**RECORDS PROVIDED**
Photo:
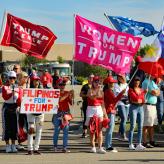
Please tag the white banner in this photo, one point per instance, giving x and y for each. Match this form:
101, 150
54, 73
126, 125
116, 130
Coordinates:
40, 101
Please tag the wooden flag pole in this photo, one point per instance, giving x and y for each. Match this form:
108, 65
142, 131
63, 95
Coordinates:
2, 27
109, 21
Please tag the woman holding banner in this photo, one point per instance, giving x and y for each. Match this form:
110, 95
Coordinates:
136, 112
12, 96
61, 120
34, 120
95, 112
110, 101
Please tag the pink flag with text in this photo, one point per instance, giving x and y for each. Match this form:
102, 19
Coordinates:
99, 45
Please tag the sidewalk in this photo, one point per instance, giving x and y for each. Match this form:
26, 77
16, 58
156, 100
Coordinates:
80, 147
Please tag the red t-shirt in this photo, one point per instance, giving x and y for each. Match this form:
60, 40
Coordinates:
134, 96
64, 105
95, 102
110, 101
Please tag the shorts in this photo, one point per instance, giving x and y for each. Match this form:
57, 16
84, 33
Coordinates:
150, 115
91, 111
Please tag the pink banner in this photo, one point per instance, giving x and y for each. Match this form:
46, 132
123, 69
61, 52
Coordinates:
99, 45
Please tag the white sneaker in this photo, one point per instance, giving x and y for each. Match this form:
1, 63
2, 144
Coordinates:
140, 147
8, 149
20, 147
93, 150
131, 147
13, 148
101, 151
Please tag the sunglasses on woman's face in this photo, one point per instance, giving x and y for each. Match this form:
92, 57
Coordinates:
97, 81
61, 84
12, 78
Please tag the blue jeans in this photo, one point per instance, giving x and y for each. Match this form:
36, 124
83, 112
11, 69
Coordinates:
123, 112
109, 131
136, 114
160, 108
57, 123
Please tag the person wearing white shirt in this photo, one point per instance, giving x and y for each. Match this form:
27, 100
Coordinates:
122, 105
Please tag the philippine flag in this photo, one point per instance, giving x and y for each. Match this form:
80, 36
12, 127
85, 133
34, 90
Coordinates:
154, 52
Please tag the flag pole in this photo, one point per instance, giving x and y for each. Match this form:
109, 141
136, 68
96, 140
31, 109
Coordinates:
73, 63
109, 21
2, 26
133, 76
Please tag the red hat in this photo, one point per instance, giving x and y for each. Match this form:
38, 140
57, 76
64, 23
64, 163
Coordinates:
96, 78
138, 59
110, 79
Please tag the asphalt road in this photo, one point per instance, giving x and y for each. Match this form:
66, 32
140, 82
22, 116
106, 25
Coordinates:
80, 147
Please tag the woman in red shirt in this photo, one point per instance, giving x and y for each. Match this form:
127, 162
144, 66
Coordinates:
137, 99
95, 109
110, 101
12, 94
61, 120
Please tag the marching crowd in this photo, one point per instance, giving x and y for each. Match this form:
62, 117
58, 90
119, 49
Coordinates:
141, 101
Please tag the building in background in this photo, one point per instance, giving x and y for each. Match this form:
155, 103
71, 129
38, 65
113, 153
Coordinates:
9, 56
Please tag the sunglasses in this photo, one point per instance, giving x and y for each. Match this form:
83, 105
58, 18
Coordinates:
96, 81
62, 84
12, 77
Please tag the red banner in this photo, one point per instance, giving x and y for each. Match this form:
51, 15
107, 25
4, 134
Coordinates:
28, 38
99, 45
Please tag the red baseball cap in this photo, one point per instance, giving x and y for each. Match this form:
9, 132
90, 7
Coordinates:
138, 59
96, 78
35, 78
61, 81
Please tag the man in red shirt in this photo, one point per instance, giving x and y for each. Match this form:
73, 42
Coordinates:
46, 79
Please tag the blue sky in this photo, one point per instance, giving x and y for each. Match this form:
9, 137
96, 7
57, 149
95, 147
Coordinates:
58, 14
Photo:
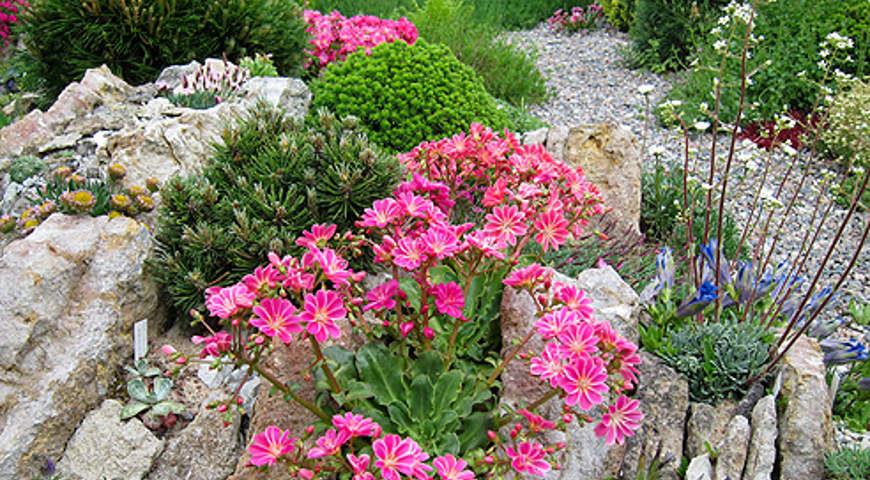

**PROBLEM DETAILS**
Check each line of the listing for "pole". Show those that have it.

**SOLVED PROBLEM**
Please tag the wooden flag pole in this photo, one point per instance, giving x and y for each. Match this form:
Please tag the flag pole in this photo, one point per instance, giving x and y for each. Match this form:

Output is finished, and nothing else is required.